Records provided.
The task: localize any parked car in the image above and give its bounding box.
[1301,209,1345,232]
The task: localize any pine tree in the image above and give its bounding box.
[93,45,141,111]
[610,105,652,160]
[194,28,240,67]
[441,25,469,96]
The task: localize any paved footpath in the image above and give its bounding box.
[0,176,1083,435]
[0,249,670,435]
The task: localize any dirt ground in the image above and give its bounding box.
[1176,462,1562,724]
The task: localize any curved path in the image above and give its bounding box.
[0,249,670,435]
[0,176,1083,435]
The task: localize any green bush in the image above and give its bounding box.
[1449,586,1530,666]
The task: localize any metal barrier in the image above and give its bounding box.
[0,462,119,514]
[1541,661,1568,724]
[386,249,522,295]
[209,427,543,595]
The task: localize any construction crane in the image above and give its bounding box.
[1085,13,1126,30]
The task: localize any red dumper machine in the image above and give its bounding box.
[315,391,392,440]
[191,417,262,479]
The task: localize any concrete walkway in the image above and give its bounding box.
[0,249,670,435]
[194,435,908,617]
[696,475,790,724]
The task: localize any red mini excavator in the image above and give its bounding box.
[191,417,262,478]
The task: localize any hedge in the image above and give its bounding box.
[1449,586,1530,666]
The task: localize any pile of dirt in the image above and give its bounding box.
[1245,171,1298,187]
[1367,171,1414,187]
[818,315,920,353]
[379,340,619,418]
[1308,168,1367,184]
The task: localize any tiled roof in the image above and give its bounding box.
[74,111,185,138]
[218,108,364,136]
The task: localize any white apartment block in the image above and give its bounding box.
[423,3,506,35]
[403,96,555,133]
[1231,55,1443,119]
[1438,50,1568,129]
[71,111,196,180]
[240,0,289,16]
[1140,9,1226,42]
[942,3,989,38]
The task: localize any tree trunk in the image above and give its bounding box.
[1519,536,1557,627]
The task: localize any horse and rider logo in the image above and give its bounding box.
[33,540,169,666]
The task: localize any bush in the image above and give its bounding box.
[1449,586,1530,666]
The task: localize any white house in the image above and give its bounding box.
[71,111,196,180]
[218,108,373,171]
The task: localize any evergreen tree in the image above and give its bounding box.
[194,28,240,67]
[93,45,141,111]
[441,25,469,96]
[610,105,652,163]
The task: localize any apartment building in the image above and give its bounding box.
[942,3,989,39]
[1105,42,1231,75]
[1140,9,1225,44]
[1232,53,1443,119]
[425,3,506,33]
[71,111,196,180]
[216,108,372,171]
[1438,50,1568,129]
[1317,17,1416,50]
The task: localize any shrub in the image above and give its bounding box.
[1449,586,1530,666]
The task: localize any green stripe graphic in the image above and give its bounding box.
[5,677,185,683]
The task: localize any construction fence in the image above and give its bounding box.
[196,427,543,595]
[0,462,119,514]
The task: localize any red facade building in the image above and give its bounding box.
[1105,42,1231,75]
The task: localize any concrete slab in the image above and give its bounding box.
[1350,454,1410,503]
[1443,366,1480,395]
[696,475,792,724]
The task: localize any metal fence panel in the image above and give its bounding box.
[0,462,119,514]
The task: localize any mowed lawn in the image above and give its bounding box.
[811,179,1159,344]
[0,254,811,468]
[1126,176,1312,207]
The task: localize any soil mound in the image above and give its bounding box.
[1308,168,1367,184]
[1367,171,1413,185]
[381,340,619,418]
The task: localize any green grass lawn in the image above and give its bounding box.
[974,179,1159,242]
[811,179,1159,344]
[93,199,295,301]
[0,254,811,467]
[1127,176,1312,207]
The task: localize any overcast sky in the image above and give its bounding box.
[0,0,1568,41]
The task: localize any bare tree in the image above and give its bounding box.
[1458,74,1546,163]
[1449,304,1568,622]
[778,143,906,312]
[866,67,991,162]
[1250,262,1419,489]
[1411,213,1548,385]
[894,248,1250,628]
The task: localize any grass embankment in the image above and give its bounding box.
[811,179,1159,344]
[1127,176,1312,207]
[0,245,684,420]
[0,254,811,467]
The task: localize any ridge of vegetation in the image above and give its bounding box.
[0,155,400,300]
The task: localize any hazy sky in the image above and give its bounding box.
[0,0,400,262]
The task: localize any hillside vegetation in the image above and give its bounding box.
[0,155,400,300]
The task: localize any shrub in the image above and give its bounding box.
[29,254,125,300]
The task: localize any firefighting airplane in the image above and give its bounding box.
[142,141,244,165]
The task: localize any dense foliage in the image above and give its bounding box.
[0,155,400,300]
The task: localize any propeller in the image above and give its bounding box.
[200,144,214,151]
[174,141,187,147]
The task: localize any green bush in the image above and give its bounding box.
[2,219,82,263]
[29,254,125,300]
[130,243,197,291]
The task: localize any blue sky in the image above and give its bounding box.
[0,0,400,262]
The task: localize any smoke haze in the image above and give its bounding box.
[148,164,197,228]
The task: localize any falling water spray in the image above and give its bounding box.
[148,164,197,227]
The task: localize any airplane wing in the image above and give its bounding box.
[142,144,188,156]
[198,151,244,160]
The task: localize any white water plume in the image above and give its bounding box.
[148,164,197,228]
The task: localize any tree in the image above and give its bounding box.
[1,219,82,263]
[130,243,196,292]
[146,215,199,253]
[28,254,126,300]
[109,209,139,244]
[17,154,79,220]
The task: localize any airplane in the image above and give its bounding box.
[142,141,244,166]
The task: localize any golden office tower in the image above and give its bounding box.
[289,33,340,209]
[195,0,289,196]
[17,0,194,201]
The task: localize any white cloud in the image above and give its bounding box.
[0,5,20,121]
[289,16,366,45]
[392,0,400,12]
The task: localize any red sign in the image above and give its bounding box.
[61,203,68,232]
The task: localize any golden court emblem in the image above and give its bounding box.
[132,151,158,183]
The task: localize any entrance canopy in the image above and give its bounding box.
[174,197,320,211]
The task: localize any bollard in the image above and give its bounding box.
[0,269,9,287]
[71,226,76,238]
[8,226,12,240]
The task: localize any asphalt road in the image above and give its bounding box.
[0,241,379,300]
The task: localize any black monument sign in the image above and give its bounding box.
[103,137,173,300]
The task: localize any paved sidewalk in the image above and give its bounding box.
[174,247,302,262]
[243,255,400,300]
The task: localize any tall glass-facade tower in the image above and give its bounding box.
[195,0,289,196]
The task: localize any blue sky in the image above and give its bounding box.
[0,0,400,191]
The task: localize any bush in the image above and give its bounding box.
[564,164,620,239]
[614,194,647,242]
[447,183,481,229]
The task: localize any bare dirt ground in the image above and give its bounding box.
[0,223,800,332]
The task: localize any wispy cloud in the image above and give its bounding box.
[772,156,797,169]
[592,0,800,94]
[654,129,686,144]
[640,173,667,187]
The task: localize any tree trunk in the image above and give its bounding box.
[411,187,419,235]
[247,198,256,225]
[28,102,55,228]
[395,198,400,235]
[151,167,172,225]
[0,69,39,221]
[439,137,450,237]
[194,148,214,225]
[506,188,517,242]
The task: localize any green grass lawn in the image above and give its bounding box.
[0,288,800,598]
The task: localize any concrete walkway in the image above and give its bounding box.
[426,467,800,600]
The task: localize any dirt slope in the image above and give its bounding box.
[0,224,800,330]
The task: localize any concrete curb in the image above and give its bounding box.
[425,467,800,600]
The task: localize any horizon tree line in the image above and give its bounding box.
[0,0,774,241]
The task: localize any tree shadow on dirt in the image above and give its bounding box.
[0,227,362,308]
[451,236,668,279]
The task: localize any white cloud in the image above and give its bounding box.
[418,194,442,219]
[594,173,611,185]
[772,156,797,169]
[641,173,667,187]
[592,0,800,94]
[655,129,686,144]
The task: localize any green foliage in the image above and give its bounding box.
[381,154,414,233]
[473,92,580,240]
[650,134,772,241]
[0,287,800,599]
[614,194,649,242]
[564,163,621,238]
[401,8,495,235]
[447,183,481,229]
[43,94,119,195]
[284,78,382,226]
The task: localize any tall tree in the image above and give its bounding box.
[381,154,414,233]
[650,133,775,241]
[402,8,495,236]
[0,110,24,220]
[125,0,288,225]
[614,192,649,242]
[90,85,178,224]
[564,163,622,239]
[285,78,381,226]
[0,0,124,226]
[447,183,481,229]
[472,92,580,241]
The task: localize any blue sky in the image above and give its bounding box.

Your objective.
Render the lines from the start of the records through the line that contains "[191,417,262,479]" as a numbered list, with blank lines left out.

Answer below.
1. The task: localize any parked car in the image above and give its bounding box.
2. [1301,209,1345,232]
3. The task: localize any pine tree in the image above and give its bounding box.
4. [93,45,141,111]
5. [610,105,652,160]
6. [194,28,240,67]
7. [441,25,469,96]
8. The task: localize any paved footpath in the image above and give its bounding box.
9. [0,176,1083,435]
10. [0,249,670,435]
11. The task: localize any dirt ground in the image above and give its bounding box.
12. [1176,462,1562,724]
13. The task: localize any curved path in the image above and give its bounding box.
14. [0,249,670,435]
15. [0,176,1083,435]
16. The task: localize any green bush in the image above and give its bounding box.
17. [1449,586,1530,666]
18. The task: localize any metal barrier in the image above and give its bounding box.
19. [0,462,119,514]
20. [1541,661,1568,724]
21. [386,249,522,295]
22. [209,427,543,595]
23. The task: localize any construction crane in the image above and give its bounding box.
24. [1085,13,1126,30]
25. The task: localize any red dumper machine in the image above and give its bounding box.
26. [315,391,392,440]
27. [191,417,262,479]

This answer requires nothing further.